◆ AIM ◆
Report every line in the items below that contains the word "side". Letter case must match.

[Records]
═══
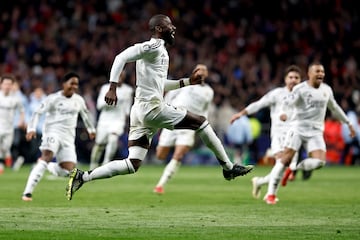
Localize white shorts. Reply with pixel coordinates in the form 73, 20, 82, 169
284, 130, 326, 153
0, 131, 14, 158
129, 100, 187, 140
95, 125, 124, 144
39, 133, 77, 163
158, 129, 195, 147
270, 131, 287, 155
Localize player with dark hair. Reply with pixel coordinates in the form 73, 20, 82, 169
154, 64, 214, 194
22, 72, 95, 201
230, 65, 302, 201
66, 14, 253, 200
266, 62, 355, 204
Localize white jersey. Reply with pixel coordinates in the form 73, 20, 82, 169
110, 38, 169, 103
283, 81, 349, 136
245, 87, 291, 136
170, 84, 214, 118
27, 91, 95, 137
0, 91, 25, 133
96, 83, 134, 130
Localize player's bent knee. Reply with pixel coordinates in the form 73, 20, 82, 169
128, 146, 148, 172
130, 159, 142, 173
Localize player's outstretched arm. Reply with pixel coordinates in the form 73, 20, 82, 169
105, 82, 117, 105
230, 109, 247, 124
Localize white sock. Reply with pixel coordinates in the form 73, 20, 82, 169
102, 134, 118, 165
256, 173, 270, 186
47, 162, 69, 177
296, 158, 326, 171
266, 159, 285, 195
83, 158, 135, 182
156, 159, 181, 187
24, 159, 47, 194
198, 121, 233, 170
90, 144, 104, 169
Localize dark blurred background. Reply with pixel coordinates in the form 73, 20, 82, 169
0, 0, 360, 167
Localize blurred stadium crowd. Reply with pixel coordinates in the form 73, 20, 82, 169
0, 0, 360, 167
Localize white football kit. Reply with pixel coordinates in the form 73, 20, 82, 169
158, 84, 214, 147
245, 87, 291, 154
27, 91, 95, 163
110, 38, 190, 140
95, 83, 134, 144
282, 81, 349, 152
0, 91, 24, 158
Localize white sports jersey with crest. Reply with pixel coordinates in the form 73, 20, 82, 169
110, 38, 169, 103
0, 91, 24, 133
169, 84, 214, 117
96, 83, 134, 132
246, 87, 291, 136
283, 81, 349, 136
27, 90, 95, 137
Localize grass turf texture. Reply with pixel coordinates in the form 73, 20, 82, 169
0, 165, 360, 240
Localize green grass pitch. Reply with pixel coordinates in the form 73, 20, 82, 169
0, 165, 360, 240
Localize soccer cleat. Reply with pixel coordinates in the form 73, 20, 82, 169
153, 186, 165, 194
66, 168, 84, 200
265, 195, 278, 205
21, 193, 32, 202
263, 194, 280, 202
303, 170, 312, 180
281, 168, 292, 187
223, 164, 254, 181
289, 171, 296, 181
251, 177, 261, 199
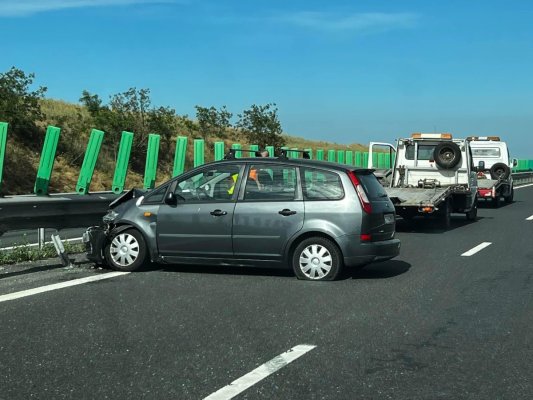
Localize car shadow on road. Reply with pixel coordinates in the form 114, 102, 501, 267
345, 260, 411, 279
396, 214, 490, 234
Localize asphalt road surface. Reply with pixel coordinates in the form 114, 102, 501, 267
0, 187, 533, 399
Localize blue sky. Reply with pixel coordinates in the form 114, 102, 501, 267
0, 0, 533, 158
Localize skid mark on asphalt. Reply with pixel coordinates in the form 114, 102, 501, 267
204, 344, 316, 400
461, 242, 492, 257
0, 272, 129, 303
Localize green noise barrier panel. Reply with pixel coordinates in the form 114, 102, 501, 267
111, 131, 133, 194
337, 150, 344, 164
172, 136, 187, 177
231, 143, 242, 158
76, 129, 104, 194
144, 133, 160, 189
215, 142, 224, 161
193, 139, 205, 167
0, 122, 7, 190
346, 150, 353, 165
33, 126, 61, 196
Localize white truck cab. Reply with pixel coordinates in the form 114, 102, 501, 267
467, 136, 518, 207
368, 133, 477, 227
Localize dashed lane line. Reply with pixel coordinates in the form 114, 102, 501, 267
0, 271, 129, 303
461, 242, 492, 257
204, 344, 316, 400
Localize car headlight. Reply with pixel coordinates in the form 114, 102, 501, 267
102, 210, 118, 223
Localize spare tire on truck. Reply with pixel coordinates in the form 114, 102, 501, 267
490, 163, 511, 179
433, 142, 461, 169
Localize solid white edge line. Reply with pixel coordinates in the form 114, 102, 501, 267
204, 344, 316, 400
0, 271, 129, 303
514, 183, 533, 189
461, 242, 492, 257
0, 237, 83, 250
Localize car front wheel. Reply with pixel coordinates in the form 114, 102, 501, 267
292, 237, 342, 281
104, 229, 146, 271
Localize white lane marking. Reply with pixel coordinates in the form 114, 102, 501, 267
204, 344, 316, 400
0, 237, 83, 250
514, 183, 533, 189
0, 271, 129, 303
461, 242, 492, 257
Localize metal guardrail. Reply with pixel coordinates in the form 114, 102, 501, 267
0, 192, 119, 234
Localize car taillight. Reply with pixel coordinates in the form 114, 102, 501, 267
348, 171, 372, 214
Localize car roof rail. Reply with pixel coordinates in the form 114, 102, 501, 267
224, 148, 265, 160
278, 148, 311, 160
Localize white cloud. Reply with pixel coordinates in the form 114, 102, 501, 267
0, 0, 183, 16
281, 12, 418, 33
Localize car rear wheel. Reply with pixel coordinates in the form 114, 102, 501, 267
104, 229, 146, 271
292, 237, 342, 281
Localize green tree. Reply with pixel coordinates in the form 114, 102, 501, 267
236, 103, 285, 148
0, 67, 46, 141
195, 106, 233, 141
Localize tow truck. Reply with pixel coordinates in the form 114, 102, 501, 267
467, 136, 518, 208
368, 133, 478, 228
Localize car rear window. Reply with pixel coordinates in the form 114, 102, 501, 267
301, 168, 344, 200
356, 172, 387, 200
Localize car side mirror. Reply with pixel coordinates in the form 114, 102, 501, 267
165, 192, 178, 206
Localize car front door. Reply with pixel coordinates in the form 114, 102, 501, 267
156, 164, 243, 261
233, 163, 304, 261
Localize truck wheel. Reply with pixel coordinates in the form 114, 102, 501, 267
104, 229, 146, 272
490, 163, 511, 179
433, 142, 461, 169
292, 237, 342, 281
466, 196, 477, 221
504, 188, 514, 204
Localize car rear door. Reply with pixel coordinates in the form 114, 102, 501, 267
233, 163, 304, 261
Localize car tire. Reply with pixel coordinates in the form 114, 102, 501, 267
433, 142, 461, 169
466, 196, 477, 221
104, 229, 146, 272
490, 163, 511, 180
292, 236, 343, 281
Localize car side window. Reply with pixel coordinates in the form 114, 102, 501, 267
244, 164, 296, 201
174, 165, 240, 203
301, 168, 344, 200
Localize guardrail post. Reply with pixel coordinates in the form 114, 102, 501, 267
231, 143, 242, 158
346, 150, 353, 165
33, 126, 61, 196
76, 129, 104, 194
215, 142, 224, 161
337, 150, 344, 164
112, 131, 133, 194
172, 136, 187, 177
194, 139, 205, 167
144, 133, 160, 189
0, 122, 7, 190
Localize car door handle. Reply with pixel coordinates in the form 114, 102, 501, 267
278, 208, 296, 217
210, 209, 228, 217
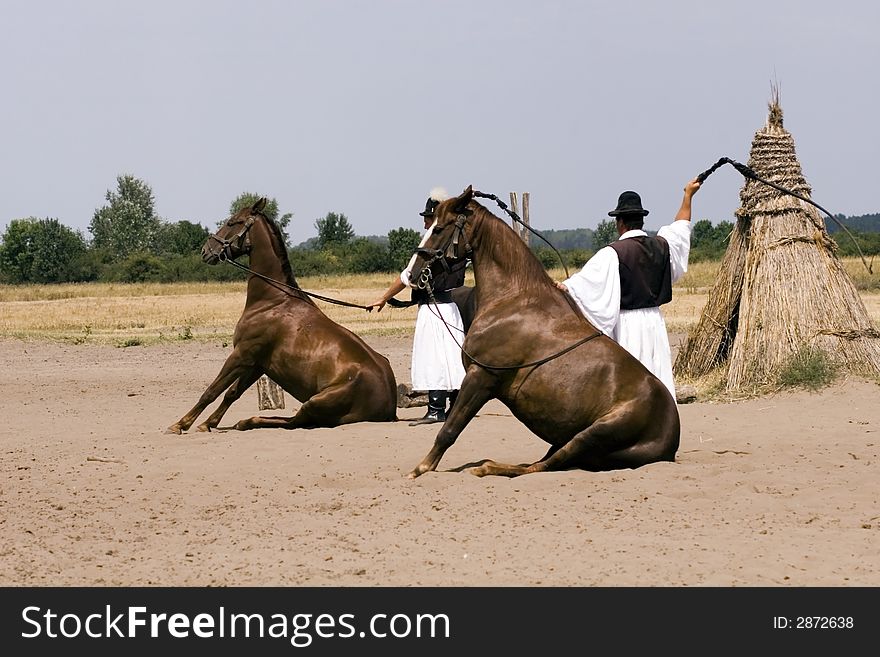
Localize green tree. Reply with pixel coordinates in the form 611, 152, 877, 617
593, 219, 618, 251
229, 192, 293, 248
89, 174, 162, 261
0, 217, 86, 283
315, 212, 354, 251
345, 237, 391, 274
388, 227, 422, 271
156, 221, 208, 255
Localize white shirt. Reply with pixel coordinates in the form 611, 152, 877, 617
564, 219, 691, 398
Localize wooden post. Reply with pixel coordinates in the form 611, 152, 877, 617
257, 374, 284, 411
510, 192, 519, 241
510, 192, 530, 246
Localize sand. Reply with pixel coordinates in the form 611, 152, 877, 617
0, 338, 880, 587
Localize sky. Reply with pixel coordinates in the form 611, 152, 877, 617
0, 0, 880, 244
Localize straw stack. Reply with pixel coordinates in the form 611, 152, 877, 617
674, 95, 880, 391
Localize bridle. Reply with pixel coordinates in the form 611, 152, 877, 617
416, 214, 473, 294
416, 206, 604, 371
202, 215, 256, 262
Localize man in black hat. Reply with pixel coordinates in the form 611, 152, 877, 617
368, 188, 467, 426
556, 179, 700, 398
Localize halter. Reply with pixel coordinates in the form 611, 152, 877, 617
416, 214, 473, 290
208, 214, 370, 310
202, 215, 256, 262
416, 214, 603, 372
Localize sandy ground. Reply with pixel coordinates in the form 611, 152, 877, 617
0, 338, 880, 587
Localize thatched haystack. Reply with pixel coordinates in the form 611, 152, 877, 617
674, 96, 880, 391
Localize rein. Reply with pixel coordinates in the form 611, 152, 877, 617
209, 215, 370, 310
418, 249, 603, 371
474, 192, 569, 278
697, 157, 874, 274
217, 251, 370, 310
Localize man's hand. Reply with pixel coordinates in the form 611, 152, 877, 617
367, 299, 387, 313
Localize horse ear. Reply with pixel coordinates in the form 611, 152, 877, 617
452, 185, 474, 212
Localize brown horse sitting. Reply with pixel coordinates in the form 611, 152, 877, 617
409, 187, 680, 477
167, 199, 397, 433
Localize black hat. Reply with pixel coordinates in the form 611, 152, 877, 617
419, 198, 440, 218
608, 192, 648, 217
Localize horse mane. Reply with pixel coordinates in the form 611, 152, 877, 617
254, 212, 317, 307
255, 212, 299, 288
468, 201, 553, 288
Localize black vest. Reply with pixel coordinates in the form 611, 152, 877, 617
610, 236, 672, 310
412, 259, 467, 305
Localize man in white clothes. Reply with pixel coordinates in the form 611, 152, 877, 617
556, 179, 700, 399
367, 188, 467, 426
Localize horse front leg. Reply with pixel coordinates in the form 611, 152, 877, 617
165, 350, 250, 434
407, 365, 494, 479
467, 445, 561, 477
196, 367, 263, 431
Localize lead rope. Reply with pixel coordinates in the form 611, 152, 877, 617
697, 157, 874, 274
474, 192, 570, 278
218, 254, 372, 310
424, 269, 603, 370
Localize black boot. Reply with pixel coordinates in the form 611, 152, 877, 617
409, 390, 446, 427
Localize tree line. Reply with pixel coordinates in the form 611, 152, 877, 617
0, 175, 880, 284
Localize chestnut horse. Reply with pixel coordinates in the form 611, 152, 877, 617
409, 187, 680, 478
167, 198, 397, 433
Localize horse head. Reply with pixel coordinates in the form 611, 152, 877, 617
410, 185, 474, 289
202, 198, 266, 265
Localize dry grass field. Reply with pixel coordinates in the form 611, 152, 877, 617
0, 258, 880, 347
0, 258, 880, 587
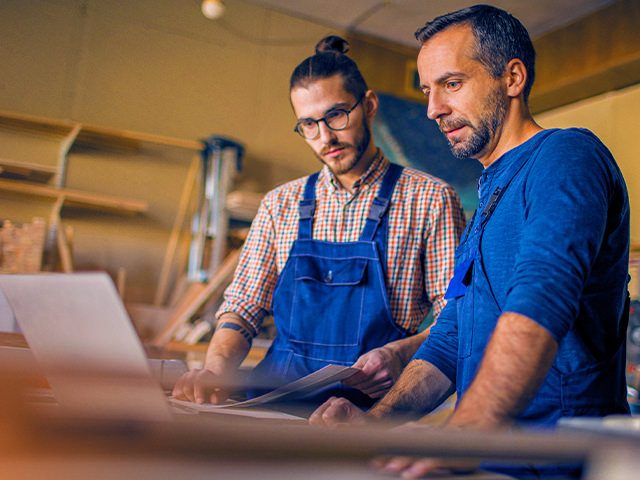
═══
◆ SOLUTION TO THIS EXERCISE ◆
Localize car side mirror. Reply with pixel coordinates in the form 114, 102, 501, 267
Localize car side window. Reply with pixel coordinates in the form 114, 102, 501, 267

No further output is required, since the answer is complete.